▶ [To do] Give back the entries below verbatim.

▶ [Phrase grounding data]
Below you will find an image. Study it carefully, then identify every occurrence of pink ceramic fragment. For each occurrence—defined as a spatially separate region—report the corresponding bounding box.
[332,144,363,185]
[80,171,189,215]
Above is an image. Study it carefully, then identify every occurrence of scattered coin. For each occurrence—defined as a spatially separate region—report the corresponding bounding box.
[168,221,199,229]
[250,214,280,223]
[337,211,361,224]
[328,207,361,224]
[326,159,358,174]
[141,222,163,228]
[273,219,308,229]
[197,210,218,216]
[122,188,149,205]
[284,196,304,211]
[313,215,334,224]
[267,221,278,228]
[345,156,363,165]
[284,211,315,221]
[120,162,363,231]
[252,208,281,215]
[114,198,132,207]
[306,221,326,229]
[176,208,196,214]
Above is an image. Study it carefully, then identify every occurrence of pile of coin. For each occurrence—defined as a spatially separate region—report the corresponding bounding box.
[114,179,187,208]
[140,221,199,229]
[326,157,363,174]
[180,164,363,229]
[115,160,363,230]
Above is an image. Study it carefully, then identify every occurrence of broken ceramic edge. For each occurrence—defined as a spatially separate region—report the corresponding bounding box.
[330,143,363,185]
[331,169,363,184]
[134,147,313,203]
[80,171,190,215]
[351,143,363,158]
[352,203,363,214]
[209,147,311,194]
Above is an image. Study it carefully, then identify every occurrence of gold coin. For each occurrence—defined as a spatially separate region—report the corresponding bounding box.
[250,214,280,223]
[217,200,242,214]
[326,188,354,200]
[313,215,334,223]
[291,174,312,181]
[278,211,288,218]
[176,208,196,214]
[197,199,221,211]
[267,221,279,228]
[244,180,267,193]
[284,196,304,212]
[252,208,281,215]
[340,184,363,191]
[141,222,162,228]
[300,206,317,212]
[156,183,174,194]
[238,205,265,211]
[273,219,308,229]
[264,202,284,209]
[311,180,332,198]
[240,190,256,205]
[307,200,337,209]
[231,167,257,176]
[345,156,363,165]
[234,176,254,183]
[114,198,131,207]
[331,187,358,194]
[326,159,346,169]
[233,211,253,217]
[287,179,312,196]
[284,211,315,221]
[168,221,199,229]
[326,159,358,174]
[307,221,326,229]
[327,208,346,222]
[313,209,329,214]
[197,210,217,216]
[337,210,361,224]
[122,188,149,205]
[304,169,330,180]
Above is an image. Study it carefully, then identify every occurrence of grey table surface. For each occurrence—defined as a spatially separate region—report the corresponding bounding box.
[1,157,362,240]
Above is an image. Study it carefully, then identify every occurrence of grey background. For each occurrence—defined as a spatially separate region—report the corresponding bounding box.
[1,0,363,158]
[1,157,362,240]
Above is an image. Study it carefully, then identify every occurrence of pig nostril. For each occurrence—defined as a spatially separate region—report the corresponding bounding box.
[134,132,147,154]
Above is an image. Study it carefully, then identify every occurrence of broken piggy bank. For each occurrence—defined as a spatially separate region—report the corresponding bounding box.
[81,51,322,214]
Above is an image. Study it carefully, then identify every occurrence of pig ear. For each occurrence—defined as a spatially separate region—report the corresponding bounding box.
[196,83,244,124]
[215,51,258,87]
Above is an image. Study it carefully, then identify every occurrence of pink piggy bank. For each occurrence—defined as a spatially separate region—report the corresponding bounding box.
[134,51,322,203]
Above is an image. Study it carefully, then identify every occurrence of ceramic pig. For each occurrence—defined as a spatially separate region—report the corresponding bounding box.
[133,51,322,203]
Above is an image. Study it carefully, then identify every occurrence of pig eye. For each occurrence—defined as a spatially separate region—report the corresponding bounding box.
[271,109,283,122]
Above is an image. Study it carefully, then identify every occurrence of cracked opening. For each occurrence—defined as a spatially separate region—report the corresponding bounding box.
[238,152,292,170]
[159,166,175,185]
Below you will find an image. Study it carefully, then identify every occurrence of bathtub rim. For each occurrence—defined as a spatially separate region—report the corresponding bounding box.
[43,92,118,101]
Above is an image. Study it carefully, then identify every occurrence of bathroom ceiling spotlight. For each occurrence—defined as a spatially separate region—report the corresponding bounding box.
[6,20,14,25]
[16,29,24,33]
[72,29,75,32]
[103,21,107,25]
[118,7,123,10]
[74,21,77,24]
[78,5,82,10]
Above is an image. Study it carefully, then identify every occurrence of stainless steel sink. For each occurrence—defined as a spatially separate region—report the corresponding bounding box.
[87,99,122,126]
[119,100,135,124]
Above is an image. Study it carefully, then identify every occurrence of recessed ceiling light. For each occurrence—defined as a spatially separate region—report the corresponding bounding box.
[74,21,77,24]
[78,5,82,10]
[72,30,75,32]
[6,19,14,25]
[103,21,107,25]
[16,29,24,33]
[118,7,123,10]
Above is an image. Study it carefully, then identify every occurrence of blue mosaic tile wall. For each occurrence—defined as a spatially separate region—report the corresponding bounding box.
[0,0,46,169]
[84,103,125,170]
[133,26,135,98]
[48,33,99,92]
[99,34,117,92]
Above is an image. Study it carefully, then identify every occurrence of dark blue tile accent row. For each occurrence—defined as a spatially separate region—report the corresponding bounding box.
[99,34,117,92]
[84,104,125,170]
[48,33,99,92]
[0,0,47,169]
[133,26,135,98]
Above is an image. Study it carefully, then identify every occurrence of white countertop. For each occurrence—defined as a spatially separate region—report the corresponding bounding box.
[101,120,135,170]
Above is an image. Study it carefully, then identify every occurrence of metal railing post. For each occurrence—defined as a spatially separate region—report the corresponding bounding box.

▶ [Task output]
Below you will find an image. Study it carefully, then identify every occurrence of pink ceramic fragment. For each occurrence—defined as a spatially separate region—report the corresponding bounding box.
[332,144,363,185]
[80,171,189,215]
Above is an image. Study it carefully, then identify every occurrence of scattered coin. For each occurrence—defined as a spatially separate region—report the corresponding bounding box.
[168,221,199,229]
[250,214,280,223]
[337,211,361,224]
[328,207,361,224]
[326,159,358,174]
[141,222,163,228]
[273,219,308,229]
[197,210,218,216]
[122,188,149,205]
[284,196,304,211]
[313,215,334,224]
[267,221,278,228]
[345,156,363,165]
[284,211,315,221]
[120,162,363,231]
[252,208,281,215]
[114,198,132,207]
[306,221,326,229]
[176,208,196,214]
Above is an image. Study it carefully, then identify every occurrence of pile of coin. For each occurrence—defined as a spatially separate region—report the corresponding bounding box.
[114,179,187,208]
[140,221,199,229]
[326,157,363,174]
[180,164,363,229]
[115,160,363,230]
Above is an image. Study it carefully, then identify every occurrence of broken ceramic edge. For each occurrence—defined as a spatially separate region—report the corresponding bounding box.
[330,143,363,185]
[331,169,363,184]
[134,147,313,203]
[80,171,190,215]
[351,143,363,158]
[352,203,363,214]
[209,147,311,194]
Above is an image. Study it carefully, then identify every occurrence of gold coin. For each occurrence—defined as a spatially separate region—report the corresponding bounding box.
[250,214,280,223]
[217,200,242,214]
[326,188,354,200]
[313,215,334,223]
[291,174,312,181]
[278,211,288,218]
[176,208,196,214]
[197,199,221,211]
[267,221,279,228]
[244,180,267,193]
[284,196,304,212]
[252,208,281,215]
[340,184,363,191]
[141,222,162,228]
[300,206,317,212]
[156,183,174,194]
[238,205,265,211]
[273,219,308,229]
[264,202,284,209]
[311,180,332,198]
[240,190,256,205]
[307,200,337,209]
[231,167,257,176]
[345,156,363,165]
[234,176,254,183]
[114,198,131,207]
[331,187,358,194]
[326,159,346,169]
[233,211,253,217]
[287,179,312,196]
[284,211,315,221]
[168,221,199,229]
[326,159,358,174]
[307,221,326,229]
[327,208,346,222]
[313,209,329,214]
[197,210,217,216]
[337,210,361,224]
[122,188,149,205]
[304,169,330,180]
Above is an image. Study it carefully, then identify every occurrence of grey table surface. For each occurrence—defined as a spatially separate region—report the corresponding bounding box.
[1,157,362,240]
Above is an image. Study it carefully, then identify every occurrence of grey background. For each occurrence—defined as a spatially separate region—report the corresponding bounding box.
[1,0,363,158]
[1,157,362,240]
Above is an image. Study it carefully, then identify every occurrence of pig nostril. For each occurrence—defined as a spatially separate region—report the corresponding bounding box.
[134,132,147,154]
Above is an image. Study it carefully, then identify every occurrence of broken piggy bank. For each occurrence—defined as a spatially separate region—report the corresponding bounding box.
[81,51,322,214]
Above is an image. Study it carefully, then identify every occurrence of pig ear. For each occurrence—defined as a spatially separate region—report the corresponding bounding box.
[196,83,244,124]
[215,51,258,87]
Above is an image. Study it carefully, then identify every occurrence of pink piggy bank. For each occurrence—defined as a spatially separate region—report the corresponding bounding box.
[134,51,322,203]
Above is an image. Study it carefully, then identify every occurrence of ceramic pig. For each occurrence—defined as a spatially separate region—report the corresponding bounding box.
[133,51,322,203]
Above is an image. Study it carefully, then identify every occurrence of pig eye. For each occurrence—defined as a spatially separate region—report the corresponding bounding box.
[271,109,283,122]
Above is an image. Study it carefully, then identify every occurrence of cracked opening. For each occurrence—defined as a spatially separate region—report the corresponding bounding box.
[238,152,292,170]
[159,166,175,185]
Below you will find an image. Study it carefully, then identify every occurrence of bathtub rim. For each occurrence—defined as a spatially separate region—report the corresponding bounding box.
[43,92,118,101]
Above is an image. Study it carefully, then identify every occurrence of bathroom ceiling spotlight. For each occurrence—defined as a spatially separate region—report the corresponding bounding box.
[6,20,14,25]
[16,29,24,33]
[72,29,75,32]
[103,21,107,25]
[118,7,123,10]
[74,21,77,24]
[78,5,82,10]
Above is an image. Study it carefully, then identify every occurrence of stainless steel sink. For each occurrence—defined as a spatially separate region—report the corresponding bounding box.
[87,99,122,126]
[119,100,135,124]
Above is an image. Study it carefully, then identify every occurrence of recessed ceiling light. For each occurrence—defined as a spatially separate region—report the corresponding bounding box.
[74,21,77,24]
[78,5,82,10]
[72,30,75,32]
[6,19,14,25]
[103,21,107,25]
[16,29,24,33]
[118,7,123,10]
Above is an image. Study it carefully, then identify every occurrence of blue mosaic tile wall. For each occurrence—defined as a spatially separate region—report the corresponding bounding box.
[0,0,46,169]
[84,103,125,170]
[133,26,135,98]
[48,33,99,92]
[99,34,117,92]
Above is an image. Study it carefully, then identify every occurrence of dark blue tile accent row. For each occurrence—defined as a spatially separate region—report the corresponding bounding box.
[99,34,117,92]
[84,104,125,170]
[48,33,99,92]
[0,0,47,169]
[133,26,135,98]
Above is an image. Study it carefully, then identify every occurrence of white countertop. For each occurrence—defined as a spatially separate region—report the corresponding bounding box.
[101,120,135,170]
Above is an image. Study it carefully, then identify every occurrence of metal railing post. For each occurrence—defined as a spatially separate region—report the corresponding bounding box.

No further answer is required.